Task description: Copy these lines verbatim.
BEGIN Data shown
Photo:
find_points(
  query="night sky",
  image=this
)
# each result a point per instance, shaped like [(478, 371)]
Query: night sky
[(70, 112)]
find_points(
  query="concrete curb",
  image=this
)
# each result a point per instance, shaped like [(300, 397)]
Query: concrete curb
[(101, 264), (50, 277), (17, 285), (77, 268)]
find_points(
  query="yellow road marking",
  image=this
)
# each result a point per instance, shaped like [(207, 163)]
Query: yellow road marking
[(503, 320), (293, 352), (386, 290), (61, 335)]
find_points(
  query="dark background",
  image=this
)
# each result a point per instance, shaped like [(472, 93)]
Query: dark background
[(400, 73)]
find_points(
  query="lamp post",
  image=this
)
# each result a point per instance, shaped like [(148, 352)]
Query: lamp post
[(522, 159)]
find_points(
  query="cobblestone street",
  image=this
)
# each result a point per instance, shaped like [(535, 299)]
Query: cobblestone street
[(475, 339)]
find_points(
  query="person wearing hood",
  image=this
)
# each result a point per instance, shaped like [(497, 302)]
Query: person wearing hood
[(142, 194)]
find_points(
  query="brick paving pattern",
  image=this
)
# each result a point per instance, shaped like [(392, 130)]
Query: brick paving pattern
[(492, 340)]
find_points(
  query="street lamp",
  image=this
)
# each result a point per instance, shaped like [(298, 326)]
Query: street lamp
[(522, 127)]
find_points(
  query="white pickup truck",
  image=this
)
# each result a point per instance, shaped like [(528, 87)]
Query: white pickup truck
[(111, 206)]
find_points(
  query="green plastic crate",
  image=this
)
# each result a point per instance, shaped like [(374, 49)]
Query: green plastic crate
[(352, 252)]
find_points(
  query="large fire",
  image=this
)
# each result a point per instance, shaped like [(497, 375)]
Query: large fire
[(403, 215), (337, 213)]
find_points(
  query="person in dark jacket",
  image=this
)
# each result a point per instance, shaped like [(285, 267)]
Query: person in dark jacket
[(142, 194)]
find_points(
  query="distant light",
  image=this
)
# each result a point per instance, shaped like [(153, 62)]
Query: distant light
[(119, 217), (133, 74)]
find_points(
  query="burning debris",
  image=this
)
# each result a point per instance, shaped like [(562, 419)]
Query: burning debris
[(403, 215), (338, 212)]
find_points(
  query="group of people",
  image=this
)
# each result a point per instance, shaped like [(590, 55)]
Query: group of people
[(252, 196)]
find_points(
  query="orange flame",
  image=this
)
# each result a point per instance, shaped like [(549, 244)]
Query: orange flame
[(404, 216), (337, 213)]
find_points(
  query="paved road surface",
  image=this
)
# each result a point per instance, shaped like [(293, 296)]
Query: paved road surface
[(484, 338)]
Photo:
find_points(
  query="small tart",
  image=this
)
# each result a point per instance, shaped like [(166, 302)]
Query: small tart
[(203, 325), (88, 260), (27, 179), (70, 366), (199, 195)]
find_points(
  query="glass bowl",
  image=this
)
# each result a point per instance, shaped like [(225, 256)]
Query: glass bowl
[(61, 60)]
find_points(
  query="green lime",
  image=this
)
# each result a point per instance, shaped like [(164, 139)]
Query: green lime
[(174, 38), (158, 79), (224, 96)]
END Data shown
Output of the task:
Photo:
find_points(
  query="night sky",
  image=this
)
# each result a point per instance, shaped like [(478, 371)]
Query: night sky
[(70, 112)]
find_points(
  query="concrete curb",
  image=this
)
# each result a point per instance, shaped like [(300, 397)]
Query: concrete curb
[(101, 264), (50, 277), (17, 285), (77, 268)]
find_points(
  query="yellow road marking",
  image=this
)
# each result a point per instance, shaped like [(207, 163)]
Query: yellow road marking
[(503, 320), (293, 352), (386, 290), (61, 335)]
find_points(
  query="dark background",
  image=this
)
# each result a point per instance, shaped like [(472, 93)]
Query: dark background
[(400, 73)]
find_points(
  query="lamp post",
  image=this
)
# each result a point per instance, shaped like [(148, 352)]
Query: lamp post
[(522, 159)]
find_points(
  query="cobblestone street",
  image=this
)
# each result a point per instance, shaped like [(535, 299)]
Query: cobblestone street
[(475, 339)]
find_points(
  query="person wearing hood",
  image=this
)
# each result a point per instance, shaped like [(497, 302)]
Query: person wearing hood
[(142, 194)]
find_points(
  query="brick paving pattern",
  image=this
)
# each result a point per instance, shaped like [(392, 130)]
Query: brick paving pattern
[(492, 340)]
find_points(
  query="street lamp",
  image=this
)
# each result a point per instance, shaped like [(298, 326)]
Query: street lamp
[(522, 127)]
find_points(
  query="white pickup truck",
  image=this
)
# each result a point per instance, shaped like [(528, 87)]
Query: white pickup truck
[(111, 206)]
find_points(
  query="green plastic crate",
  image=this
)
# each result a point per instance, shaped like [(374, 49)]
Query: green plastic crate
[(352, 252)]
find_points(
  query="large fire",
  image=this
)
# each result a point per instance, shaped like [(497, 375)]
Query: large fire
[(403, 215), (337, 213)]
find_points(
  query="person in dark jacket",
  image=this
)
# each result a point per instance, shaped like [(285, 267)]
Query: person in dark jacket
[(142, 194)]
find_points(
  query="distant light",
  image=this
)
# each result a point per instance, shaped like [(153, 62)]
Query: distant light
[(119, 217), (133, 74)]
find_points(
  query="burning debris",
  image=this
)
# each result a point per instance, shaped like [(562, 419)]
Query: burning debris
[(403, 215), (338, 212)]
find_points(
  query="group of people",
  image=this
)
# each result a point per instance, shaped like [(590, 55)]
Query: group of people
[(252, 196)]
find_points(
  query="orange flame",
  image=this
)
# each result a point per instance, shaped like [(549, 244)]
Query: orange flame
[(404, 216), (337, 213)]
find_points(
  query="paved road surface",
  image=this
)
# each result a point per instance, shaped like [(293, 296)]
Query: paved road surface
[(484, 338)]
Photo:
find_points(
  query="small tart",
  image=this
)
# each result a point per instance, shaped like [(166, 302)]
Query: small tart
[(203, 325), (88, 260), (27, 179), (70, 366), (199, 195)]
find_points(
  query="glass bowl",
  image=this
)
# each result a point per instance, shaped like [(225, 256)]
Query: glass bowl
[(61, 60)]
find_points(
  query="green lime",
  image=this
)
# each result a point per instance, shaped like [(164, 139)]
Query: green lime
[(174, 38), (158, 79), (224, 96)]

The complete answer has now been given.